◆ **Problems to work on**:
a: Answer these questions about the article on the SIGMOD Research Highlight Award:
(i) In what month and year was Laks invited to visit the University of Hong Kong?
(ii) What is the title of the SIGMOD 2020 paper?
(iii) Which network did Laks use as an example of a large graph?
b: Write the next part of the article on the SIGMOD Research Highlight Award, beginning after its final paragraph.

◆ **Provided passage**:

It was July 2017 when UBC Professor Laks V.S. Lakshmanan was invited by his colleague abroad — Professor Reynold Cheng — to visit the University of Hong Kong where Cheng works. Laks jumped at the chance. After all, Professor Cheng had asked Laks to be the external examiner for one of his PhD students, Yixiang Fang, and this would also be an opportunity to explore possible collaborative research ideas between them. One thing led to another and the collaboration between the trio resulted in a publication in VLDB (Very Large Data Bases), one of the top conferences in data management the very next year.
Over the following years, the trio expanded their research collaborations to include another PhD student, Chenhao Ma and then two more professors, amounting to six total from three different countries (Canada, Hong Kong and Australia).
Their most recent efforts resulted in a paper published by ACM SIGMOD in 2020 that has now won them the highly-distinguished 2021 SIGMOD Research Highlight Award.
A prestigious award for core database research
By definition, the ACM Special Interest Group on Management of Data (SIGMOD) “is concerned with the principles, techniques and applications of database management systems and data management technology.” The SIGMOD Research Highlight Award showcases research projects that exemplify core database research. In particular, “the project must address an important problem, represent a definitive milestone in solving the problem, and have the potential of significant impact.” The award process is highly selective, as the PC chairs of premier conferences like PODS (Symposium on Principles of Database Systems), SIGMOD, VLDB (Very Large Databases), ICDE (International Conference on Data Engineering), EDBT (International Conference on Extending Database Technology) and ICDT (International Conference on Database Theory) as well as the broader SIGMOD community are approached for nominations. After careful discussion of the nominated papers in great detail, the awards committee selects the papers that best meet the criteria.
“None of us were expecting this award,” said Laks, “It’s a very high bar in terms of one’s work being widely appreciated within the community, so it was a pleasant surprise and also very gratifying. I am especially happy for Chenhao, as it’s such a feather in his cap. This work represents a key chapter of his thesis.”
A full version of their SIGMOD 2020 paper, Efficient Algorithms for Densest Subgraph Discovery on Large Directed Graphs, is being considered for a special issue: "Best of SIGMOD," published by ACM Transactions on Database Systems (TODS), one of the top journals on data management. A more “popular” version of their article has been published in the ACM SIGMOD Record.
The challenge: finding dense regions in large graphs of data
The subject of the winning paper is about developing algorithms to vastly improve the speed in finding the highest density region within a large graph of data.
Laks said, “In many applications of AI, machine learning and data science, the underlying data often tends to be best modelled as a graph. Within a huge network, there are many connection points, and in fact, there can be tens of millions of nodes on a graph with billions of connections.” He used Facebook as an example. “Within the Facebook network, there are sub-networks or groups, where interactions are densest. In other words, there is more communication between group members or Facebook friends, than with the rest of the Facebook network, so they are like a tightly knit structure – a community.”

◆ **Records provided**:
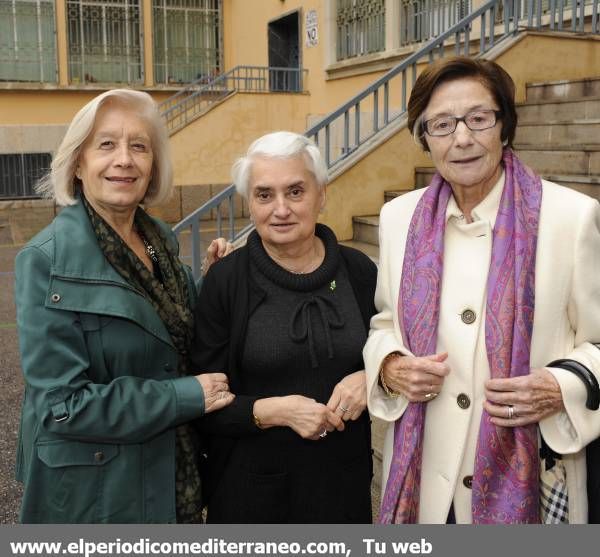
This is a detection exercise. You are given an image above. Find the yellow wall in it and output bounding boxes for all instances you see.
[171,93,310,186]
[496,32,600,102]
[321,33,600,240]
[0,89,170,125]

◆ **Exercise responses**:
a:
(i) July 2017
(ii) Efficient Algorithms for Densest Subgraph Discovery on Large Directed Graphs
(iii) Facebook

b:
Laks explained how community detection has long been a problem occupying the significant attention of researchers. That is, identifying the most-dense subnetworks of a larger network. “Efficiently finding these communities has a lot of concrete applications – whether it’s biological databases, scientific collaboration networks or even fraud detection,” he explained. “Take something like identifying protein complexes within a complex protein interaction network. One of our previous papers used that topic to explore how we could extract the densest past of that data to better understand how protein complexes work.”
In terms of fraud detection, Laks pointed to online reviews as an example. How does one know when buying a product, that multiple reviews are legitimate and each reviewer is genuine? Perhaps the reviewers are fake, have been bribed or perhaps the reviews are from the same person or are from bots.
“If, within all that data, a highly dense subgraph was discovered, it might be indicative of suspicious activity, which could then be examined in greater detail.” he said. However, he also explained that on graphs beyond a certain scale, it can be notoriously complicated and exact solutions can take a long time to find. “To mitigate this, we have developed fast approximation algorithms that scale to very large networks. Approximation is acceptable since for most applications, the neighbourhood of the dense regions found by the algorithms needs to be explored anyway. Also, the networks already embed a certain amount of noise. The results show that our approximation algorithms are up to six orders of magnitude, or one million times, faster than state-of-the-art.”
Going forward, Laks said that his group is interested in exploring more novel applications.
“I'm a big believer in reality: often reality looks chaotic and unstructured at first. But that’s where exciting opportunities lie for unearthing patterns and creating structure out of the mess.”
Efficient Algorithms for Densest Subgraph Discovery on Large Directed Graphs
Chenhao Ma, The University of Hong Kong; Yixiang Fang, University of New South Wales; Reynold Cheng, The University of Hong Kong; Laks V.S. Lakshmanan, University of British Columbia; Wenjie Zhang; University of New South Wales; Xuemin Lin, University of New South Wales.